--- Begin Supplied text ---

[libvirt] [PATCH RFC]: Support numad

Dave Allan dallan at redhat.com
Tue Feb 28 16:33:03 UTC 2012


On Tue, Feb 28, 2012 at 10:10:50PM +0800, Osier Yang wrote:
> numad is an user-level daemon that monitors NUMA topology and
> processes resource consumption to facilitate good NUMA resource
> alignment of applications/virtual machines to improve performance
> and minimize cost of remote memory latencies. It provides a
> pre-placement advisory interface, so significant processes can
> be pre-bound to nodes with sufficient available resources.
> 
> More details: http://fedoraproject.org/wiki/Features/numad
> 
> "numad -w ncpus:memory_amount" is the advisory interface numad
> provides currently.
> 
> This patch add the support by introducing new XML like:
>   <numatune>
>     <cpu required_cpus="4" required_memory="524288"/>
>   </numatune>

Isn't the usual case going to be the vcpus and memory in the guest?
IMO we should default to passing those numbers to numad if
required_cpus and required_memory are not provided explicitly.

Dave


> And the corresponding numad command line will be:
>   numad -w 4:500
> 
> The advisory nodeset returned from numad will be used to set
> domain process CPU affinity then. (e.g. qemuProcessInitCpuAffinity).
> 
> If the user specifies both CPU affinity policy (e.g.
> (<vcpu cpuset="1-10,^7,^8">4</vcpu>) and XML indicating to use
> numad for the advisory nodeset, the specified CPU affinity will be
> overridden by the nodeset returned from numad.

--- End Supplied text ---
--- Begin Data provided ---

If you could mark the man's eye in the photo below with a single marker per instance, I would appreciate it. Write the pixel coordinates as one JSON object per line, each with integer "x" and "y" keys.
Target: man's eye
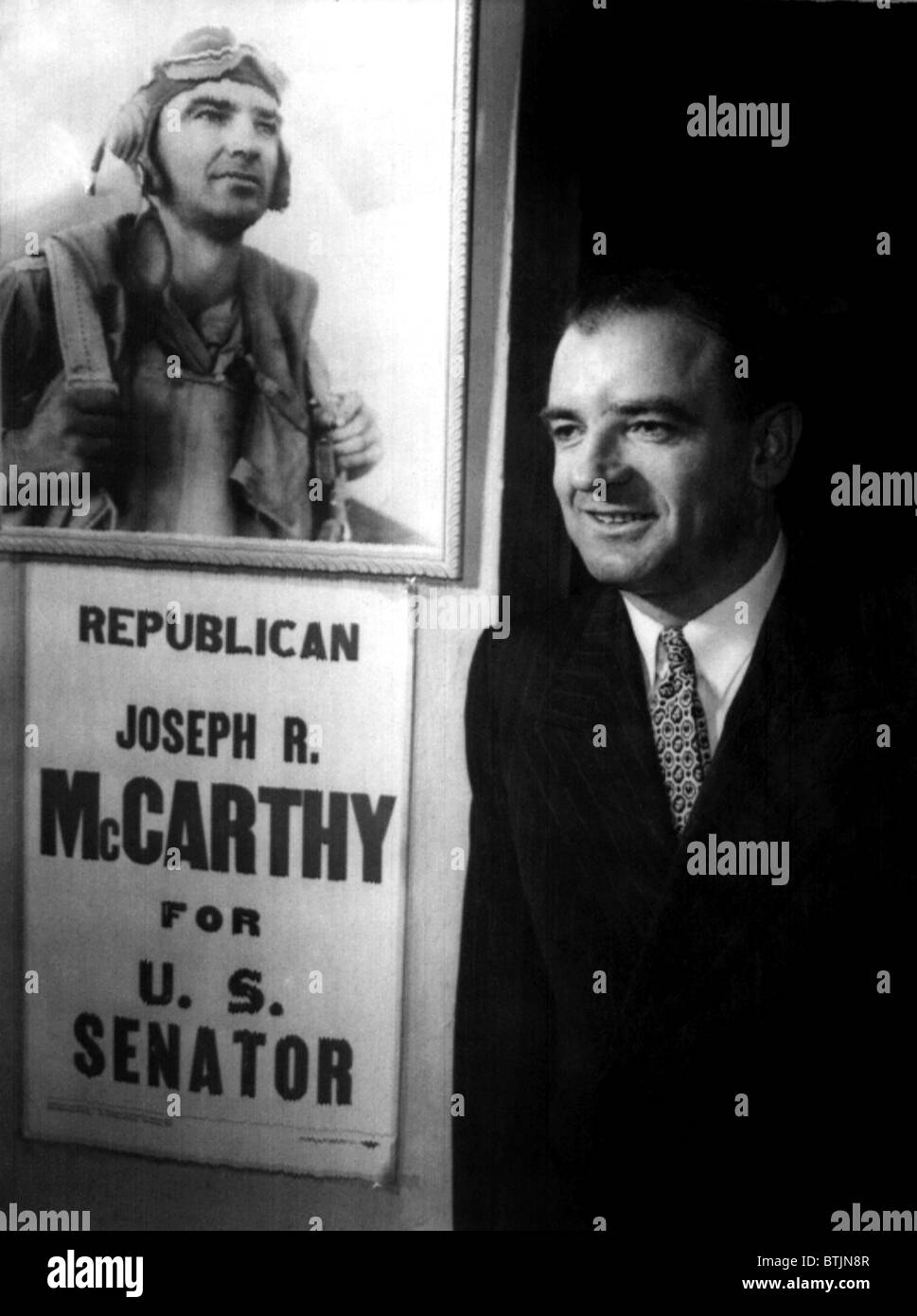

--- End Data provided ---

What is required: Return the passage of the numad patch thread that begins at the words "On Tue, Feb" and stops after "sufficient available resources.", copied without changes.

Solution for this problem:
On Tue, Feb 28, 2012 at 10:10:50PM +0800, Osier Yang wrote:
> numad is an user-level daemon that monitors NUMA topology and
> processes resource consumption to facilitate good NUMA resource
> alignment of applications/virtual machines to improve performance
> and minimize cost of remote memory latencies. It provides a
> pre-placement advisory interface, so significant processes can
> be pre-bound to nodes with sufficient available resources.